▸ **Exercise**
Report, as a number alone, how many lines below contain the string "tennis".

▸ **Given entries**

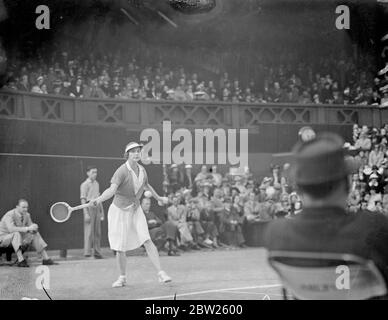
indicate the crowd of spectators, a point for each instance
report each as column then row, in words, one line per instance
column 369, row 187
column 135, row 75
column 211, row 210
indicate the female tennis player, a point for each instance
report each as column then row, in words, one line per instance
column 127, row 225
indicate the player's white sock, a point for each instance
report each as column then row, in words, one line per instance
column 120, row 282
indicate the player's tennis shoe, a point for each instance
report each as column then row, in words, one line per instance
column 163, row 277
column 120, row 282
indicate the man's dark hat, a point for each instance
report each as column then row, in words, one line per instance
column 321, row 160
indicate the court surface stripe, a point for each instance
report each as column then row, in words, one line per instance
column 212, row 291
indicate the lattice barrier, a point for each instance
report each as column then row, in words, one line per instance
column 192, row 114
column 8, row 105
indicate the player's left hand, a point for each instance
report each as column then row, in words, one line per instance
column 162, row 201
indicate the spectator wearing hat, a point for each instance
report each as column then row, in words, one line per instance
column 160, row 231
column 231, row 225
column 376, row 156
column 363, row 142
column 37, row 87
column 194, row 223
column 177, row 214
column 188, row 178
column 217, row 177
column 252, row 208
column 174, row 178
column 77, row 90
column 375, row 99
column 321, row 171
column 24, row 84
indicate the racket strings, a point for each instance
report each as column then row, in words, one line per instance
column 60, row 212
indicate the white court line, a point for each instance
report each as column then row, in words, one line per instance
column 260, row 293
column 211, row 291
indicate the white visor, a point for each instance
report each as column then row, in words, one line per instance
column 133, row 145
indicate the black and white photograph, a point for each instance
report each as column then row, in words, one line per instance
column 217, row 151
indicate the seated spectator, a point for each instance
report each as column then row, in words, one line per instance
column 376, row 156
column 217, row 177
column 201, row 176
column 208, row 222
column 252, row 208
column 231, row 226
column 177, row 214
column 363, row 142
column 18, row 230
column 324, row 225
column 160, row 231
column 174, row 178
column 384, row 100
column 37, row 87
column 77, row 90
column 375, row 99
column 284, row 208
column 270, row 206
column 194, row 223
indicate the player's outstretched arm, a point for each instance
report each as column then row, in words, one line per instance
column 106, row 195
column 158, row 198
* * *
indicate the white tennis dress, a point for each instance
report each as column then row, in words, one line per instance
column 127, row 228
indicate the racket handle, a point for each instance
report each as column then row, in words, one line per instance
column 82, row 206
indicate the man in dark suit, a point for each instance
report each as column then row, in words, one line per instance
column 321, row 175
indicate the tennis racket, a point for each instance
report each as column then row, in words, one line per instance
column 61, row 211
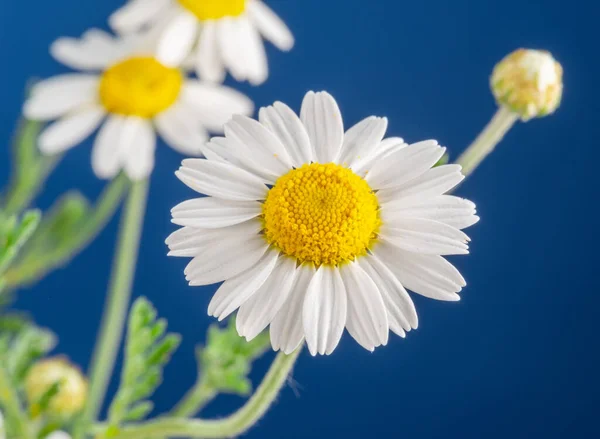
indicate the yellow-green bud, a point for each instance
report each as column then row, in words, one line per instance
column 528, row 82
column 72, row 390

▸ **Answer space**
4